— Begin INFORMATION PROVIDED —

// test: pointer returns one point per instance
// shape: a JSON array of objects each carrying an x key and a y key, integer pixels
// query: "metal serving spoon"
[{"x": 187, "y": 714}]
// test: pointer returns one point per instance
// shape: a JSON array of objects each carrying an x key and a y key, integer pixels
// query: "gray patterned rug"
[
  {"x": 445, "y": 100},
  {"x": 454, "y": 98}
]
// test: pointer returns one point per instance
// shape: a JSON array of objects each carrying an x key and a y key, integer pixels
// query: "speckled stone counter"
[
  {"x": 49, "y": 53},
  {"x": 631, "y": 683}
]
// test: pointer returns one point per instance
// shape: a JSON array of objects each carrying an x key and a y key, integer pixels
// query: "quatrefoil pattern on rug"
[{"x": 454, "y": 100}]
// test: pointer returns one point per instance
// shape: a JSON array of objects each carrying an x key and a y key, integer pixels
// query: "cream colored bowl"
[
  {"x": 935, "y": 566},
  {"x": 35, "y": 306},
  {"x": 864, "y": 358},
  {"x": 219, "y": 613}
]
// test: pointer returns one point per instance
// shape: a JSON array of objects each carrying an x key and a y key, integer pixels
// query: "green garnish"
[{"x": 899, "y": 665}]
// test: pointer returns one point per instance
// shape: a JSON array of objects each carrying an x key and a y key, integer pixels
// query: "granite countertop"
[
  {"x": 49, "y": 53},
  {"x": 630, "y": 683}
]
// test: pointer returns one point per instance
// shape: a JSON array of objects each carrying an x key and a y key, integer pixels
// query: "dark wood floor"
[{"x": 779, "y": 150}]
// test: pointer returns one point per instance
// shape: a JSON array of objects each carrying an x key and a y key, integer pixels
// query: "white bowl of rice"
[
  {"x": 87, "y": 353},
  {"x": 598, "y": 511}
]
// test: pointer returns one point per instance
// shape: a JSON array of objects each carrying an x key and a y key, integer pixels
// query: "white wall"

— End INFORMATION PROVIDED —

WORK TO COMPLETE:
Reproduce each record exactly as it appears.

RESULT:
// test: pointer returns one point per instance
// shape: a JSON array of objects each carrying an x key and a y key, integer pixels
// query: "metal serving spoon"
[{"x": 187, "y": 714}]
// test: pointer returns one point per instance
// shape: a JSON array of objects each carrying an x key and a y key, integer pixels
// query: "gray patterned rug"
[
  {"x": 445, "y": 100},
  {"x": 454, "y": 98}
]
// test: pointer returns one point per instance
// shape: a JSON array of objects each carrying an x key and a y key, integer pixels
// query: "speckled stone counter"
[
  {"x": 49, "y": 53},
  {"x": 631, "y": 683}
]
// test: pointer returns one point per instance
// shape: a JSON array of objects each carrying an x key and a y key, integer pixels
// query: "quatrefoil pattern on rug"
[{"x": 454, "y": 100}]
// test: pointer returns one point per instance
// shape: a JSON array of objects each carrying an x key and a y key, integer pixels
// query: "cream colored bowl"
[
  {"x": 935, "y": 566},
  {"x": 35, "y": 306},
  {"x": 864, "y": 358},
  {"x": 219, "y": 613}
]
// test: pointer returns one point per instance
// shape: a JSON array of objects each carrying an x key and a y key, integer pixels
// query: "green garnish"
[{"x": 899, "y": 665}]
// test: pointer returns one point per instance
// shape: a JSON array of objects each carrying an x key and a y key, integer pixels
// query: "granite countertop"
[
  {"x": 49, "y": 53},
  {"x": 630, "y": 683}
]
// test: pointer returns one point per instance
// shape: a JSON array of objects each carrying an x key and a y key, integer pixels
// query: "dark wood floor"
[{"x": 779, "y": 150}]
// test: pointer returns one point per instance
// shape: a JSON array of objects each carrying an x key and a y key, integer pixels
// query: "white bowl of rice"
[
  {"x": 87, "y": 353},
  {"x": 598, "y": 511}
]
// test: pointer returns one point per instance
// shape: a JSON array of objects each carrying an x key and a y key, integer pixels
// query: "white wall"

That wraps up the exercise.